-------- Exercise inputs

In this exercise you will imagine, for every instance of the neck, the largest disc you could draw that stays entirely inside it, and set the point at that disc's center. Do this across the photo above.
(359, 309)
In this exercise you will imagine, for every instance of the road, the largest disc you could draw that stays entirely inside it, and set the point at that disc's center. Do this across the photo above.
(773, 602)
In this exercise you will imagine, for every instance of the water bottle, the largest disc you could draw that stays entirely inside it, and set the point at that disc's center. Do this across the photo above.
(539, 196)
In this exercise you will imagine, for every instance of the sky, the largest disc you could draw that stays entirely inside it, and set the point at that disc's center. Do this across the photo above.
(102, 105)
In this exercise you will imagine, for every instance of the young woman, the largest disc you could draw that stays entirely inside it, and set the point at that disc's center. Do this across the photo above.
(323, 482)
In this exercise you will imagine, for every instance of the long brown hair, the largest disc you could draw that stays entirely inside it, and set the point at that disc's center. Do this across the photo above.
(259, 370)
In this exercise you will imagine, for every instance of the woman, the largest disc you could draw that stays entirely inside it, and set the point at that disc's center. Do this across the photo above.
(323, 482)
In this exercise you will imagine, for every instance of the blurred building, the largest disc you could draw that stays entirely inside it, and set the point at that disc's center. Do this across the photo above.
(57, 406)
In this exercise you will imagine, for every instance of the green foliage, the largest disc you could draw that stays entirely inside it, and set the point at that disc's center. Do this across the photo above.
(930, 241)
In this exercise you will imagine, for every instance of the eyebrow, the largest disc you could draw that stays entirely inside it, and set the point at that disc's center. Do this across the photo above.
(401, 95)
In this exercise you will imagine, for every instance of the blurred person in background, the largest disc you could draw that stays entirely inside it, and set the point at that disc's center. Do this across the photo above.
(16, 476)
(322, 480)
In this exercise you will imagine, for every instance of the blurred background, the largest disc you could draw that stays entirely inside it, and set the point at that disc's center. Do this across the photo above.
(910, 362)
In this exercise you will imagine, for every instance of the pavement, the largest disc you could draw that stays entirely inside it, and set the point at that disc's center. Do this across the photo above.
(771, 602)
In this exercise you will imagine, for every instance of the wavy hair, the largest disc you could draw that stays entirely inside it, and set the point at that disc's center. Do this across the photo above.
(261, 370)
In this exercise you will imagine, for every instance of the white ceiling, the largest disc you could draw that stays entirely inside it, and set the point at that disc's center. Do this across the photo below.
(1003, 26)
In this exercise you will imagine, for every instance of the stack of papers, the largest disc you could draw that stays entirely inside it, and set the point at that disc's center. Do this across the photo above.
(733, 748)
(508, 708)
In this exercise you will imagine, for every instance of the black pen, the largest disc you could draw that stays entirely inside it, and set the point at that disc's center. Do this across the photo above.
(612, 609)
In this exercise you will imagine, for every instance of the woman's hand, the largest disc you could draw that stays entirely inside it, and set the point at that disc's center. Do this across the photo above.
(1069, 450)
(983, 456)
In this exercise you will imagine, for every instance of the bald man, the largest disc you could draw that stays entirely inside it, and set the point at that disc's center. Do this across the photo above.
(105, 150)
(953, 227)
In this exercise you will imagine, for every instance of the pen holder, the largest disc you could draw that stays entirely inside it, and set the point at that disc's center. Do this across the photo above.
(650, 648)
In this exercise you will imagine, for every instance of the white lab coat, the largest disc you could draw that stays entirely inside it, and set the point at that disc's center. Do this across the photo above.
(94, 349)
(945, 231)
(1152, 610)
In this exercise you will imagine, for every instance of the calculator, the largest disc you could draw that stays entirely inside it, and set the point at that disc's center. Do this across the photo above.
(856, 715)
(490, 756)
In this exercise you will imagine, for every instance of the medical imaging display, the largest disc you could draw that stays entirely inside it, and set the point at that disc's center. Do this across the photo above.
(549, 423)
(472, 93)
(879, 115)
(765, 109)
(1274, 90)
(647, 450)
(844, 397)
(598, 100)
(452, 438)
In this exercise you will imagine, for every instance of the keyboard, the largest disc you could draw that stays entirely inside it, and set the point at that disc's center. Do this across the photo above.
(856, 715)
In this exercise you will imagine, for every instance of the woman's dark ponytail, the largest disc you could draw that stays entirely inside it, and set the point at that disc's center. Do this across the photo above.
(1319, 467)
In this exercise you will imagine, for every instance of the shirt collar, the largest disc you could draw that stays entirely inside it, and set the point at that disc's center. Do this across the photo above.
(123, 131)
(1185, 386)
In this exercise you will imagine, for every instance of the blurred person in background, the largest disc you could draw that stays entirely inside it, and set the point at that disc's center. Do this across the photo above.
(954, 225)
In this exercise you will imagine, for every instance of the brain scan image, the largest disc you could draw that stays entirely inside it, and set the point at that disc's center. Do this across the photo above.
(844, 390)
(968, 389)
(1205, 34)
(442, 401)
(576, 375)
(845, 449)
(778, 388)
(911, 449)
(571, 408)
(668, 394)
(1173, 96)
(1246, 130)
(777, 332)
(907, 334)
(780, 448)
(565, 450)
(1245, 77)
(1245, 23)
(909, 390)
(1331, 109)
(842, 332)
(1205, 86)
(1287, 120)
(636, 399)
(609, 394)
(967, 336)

----------------

Repeat the material above in full, quoting it exactly.

In this exercise you will imagine, for every instance of the neck, the largest disc you could draw that stays entirely inside it, and set the point at that disc's center. Do this across the photo above.
(359, 309)
In this exercise you will imagine, for every instance of the road, the largest disc you could draw that stays entirely inside it, and set the point at that disc's center. Do this across the photo above.
(773, 602)
In this exercise you will imagine, for every instance of the water bottle, the largest disc you could draw that stays entirely inside it, and set the point at that disc's center. Do this across the photo above.
(539, 196)
In this exercise you will imagine, for every instance of the sky, the largest disc you could draw that stays entirely inside it, and set the point at that disc's center. Do this across the photo above.
(102, 105)
In this exercise you will imagine, for every instance of the young woman, the largest disc you could draw that stays entirely inside it, and set the point at that disc's center. Do this across the photo above.
(323, 482)
In this exercise you will imagine, for every instance of the long brown hair, the largest disc you could draw that stays entirely inside it, and set the point at that disc's center. Do this across the photo above.
(259, 370)
In this exercise you will imagine, for every instance of the woman, the largest disc you could draw that stays entirely inside it, and set the point at that disc's center. Do this across the photo above.
(323, 482)
In this exercise you will imagine, for every instance of the blurred building, the largest disc you could draw that stays entirely inside it, and set the point at that disc's center. Do this across the photo above.
(57, 406)
In this exercise you will imagine, for every instance of the green foliage, the largest disc you could draw that stays entirely inside it, and set the point at that disc's center. Do this across the photo above.
(930, 241)
In this exercise you will imagine, for every instance of the eyebrow, the largest disc you could draw that stays entirely inside it, and set the point at that disc's center. Do this across the photo above.
(401, 95)
In this exercise you will imagine, for every instance of the blurred person in background, the largest disc you could draw that stays entirely inside it, and set the point at that disc's center. Do this across the photo above.
(16, 476)
(322, 480)
In this exercise you will imagine, for every instance of the blurred background, the largest disc you could draw that stays entirely inside it, and set the point at that disc's center. Do this across the photo above.
(910, 362)
In this exercise you will imagine, for every instance of the pavement, the largest disc you could draw that stays entirely inside it, and set the point at that disc's center. Do this across the photo above.
(771, 602)
In this exercise you will imagine, for every instance of the wavy hair, the largest disc you could draw that stays entirely inside it, and set the point at that disc's center. Do this across the photo above.
(261, 370)
In this exercise you will imagine, for every instance of the white ceiling, the largest disc you could draw that stays entirely inside it, and set the point at that disc's center. Do this across the photo below.
(1003, 26)
In this exercise you will imagine, for every instance of the stack of papers, the largest disc you could draw that stays entirely inside it, and set the point at that disc's center. Do this across the photo above.
(733, 748)
(508, 708)
In this exercise you will imagine, for every instance of the black pen, the largest disc you could draw that stays entirely inside it, and set the point at that disc's center. Do this across the photo above.
(612, 609)
In this exercise you will imagine, for every instance of the woman's hand, the largest disc you could draw that stays entirely inside it, and set the point at that disc's center. Do this across the photo above.
(1069, 450)
(983, 456)
In this exercise you will imagine, for every instance of the bald man, the largest disc you could draw that stays entirely inside it, and set the point at that disc's center. Do this across the photo above.
(105, 150)
(953, 227)
In this exercise you will imagine, for every instance of the pen holder, the largest disc you could draw that stays entirely inside it, and set the point at that disc's center. Do this across the photo above.
(650, 648)
In this exercise you will imagine, for every instance of the white lab coat, the largest disc you could draw that stays entirely inside it, and set the point at that disc's center. Do this across the photo above.
(94, 349)
(945, 231)
(1152, 610)
In this exercise you will imagine, for every instance of the calculator, the largest disc you could draw that stays entirely inside it, and set the point at that disc's center. Do this across the photo above.
(856, 715)
(490, 756)
In this exercise you will imagine, for every instance of the medical imaging display, the largest disc you could draw that stays entirely inside it, and set the point at that disc's center. Do this across the photo above.
(549, 423)
(472, 93)
(879, 115)
(765, 109)
(1274, 90)
(647, 450)
(844, 397)
(598, 100)
(452, 438)
In this exercise you will imagine, for every instance of the keyboard, the largest disc you could draw that stays entirely inside it, and set the point at that disc's center. Do this across the photo above.
(856, 715)
In this exercise you will imagine, for every instance of the woman's dark ponytail, the largest disc you could draw that stays entirely inside it, and set the point at that disc's center. Do this across the photo above.
(1319, 467)
In this exercise you will imagine, for every instance of the shirt collar, the largest disc you could draw that stays entirely inside it, and set the point at that disc's center. Do this across the photo above.
(123, 131)
(1185, 386)
In this exercise you will imagine, for every instance of the blurred person in background, the largest disc you could draw that stays entirely inside it, and set the point at that disc's center. Do this across the photo above.
(954, 225)
In this exercise you will imagine, for every instance of the brain scan image, the largest disc you could draw that stays entirely inside it, and set the point at that disc's center. Do this across the photo above.
(844, 390)
(968, 389)
(1205, 34)
(442, 401)
(576, 375)
(845, 449)
(778, 388)
(911, 449)
(571, 408)
(668, 394)
(1173, 96)
(1246, 130)
(777, 332)
(907, 334)
(780, 448)
(565, 450)
(1245, 77)
(1245, 23)
(909, 390)
(1331, 109)
(842, 332)
(1205, 86)
(1287, 120)
(636, 399)
(609, 394)
(967, 336)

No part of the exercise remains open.